*What you are asked to do*: An exact copy of every entry is required, without the pictures.

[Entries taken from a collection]
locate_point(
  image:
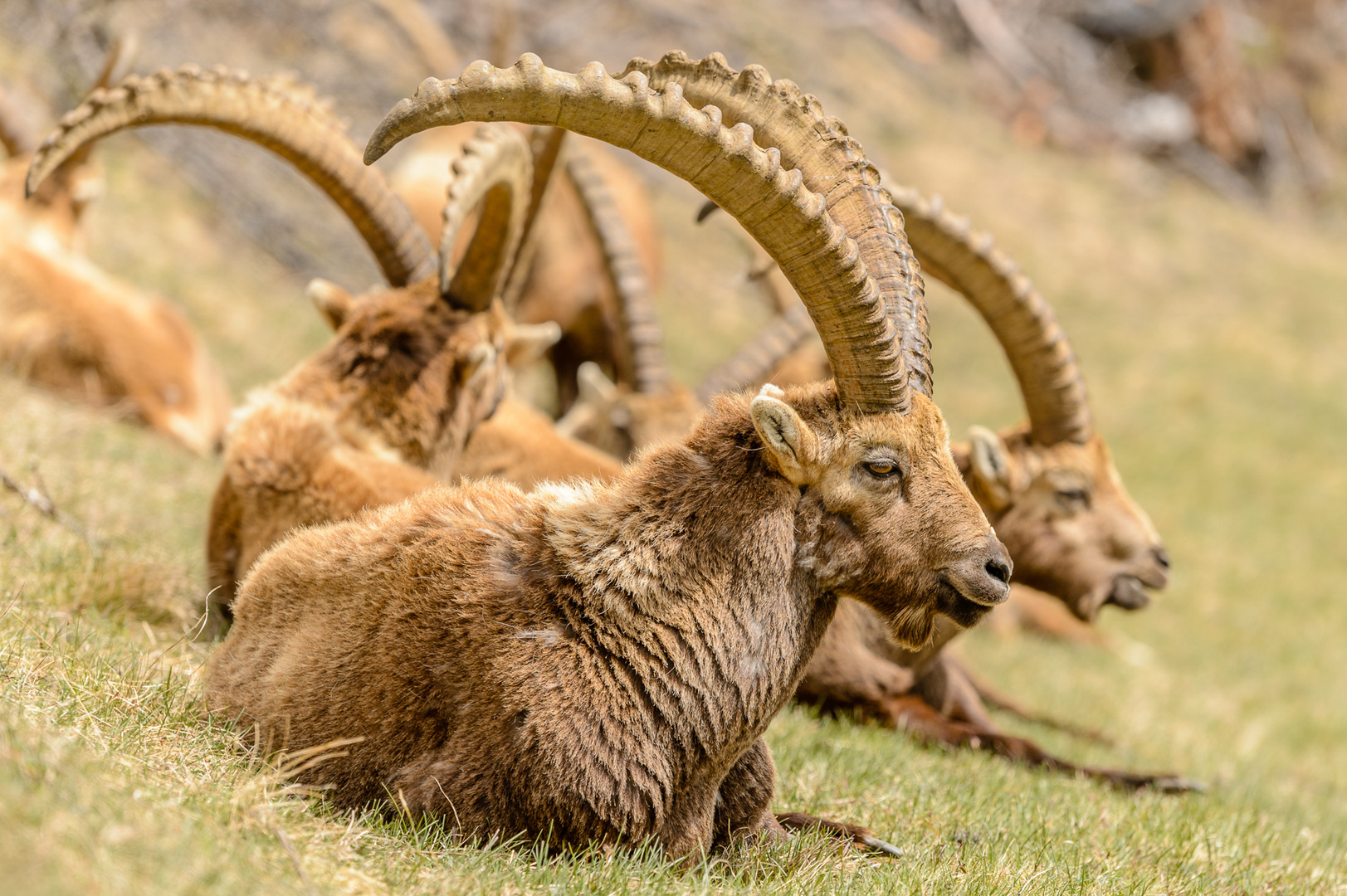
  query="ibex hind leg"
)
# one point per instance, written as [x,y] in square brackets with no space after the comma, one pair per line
[931,727]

*Answer below*:
locate_point(
  image:
  query="ibex hind leg"
)
# one point per instance, written as [x,y] in square brackets with no space after the comma, one pair per line
[931,727]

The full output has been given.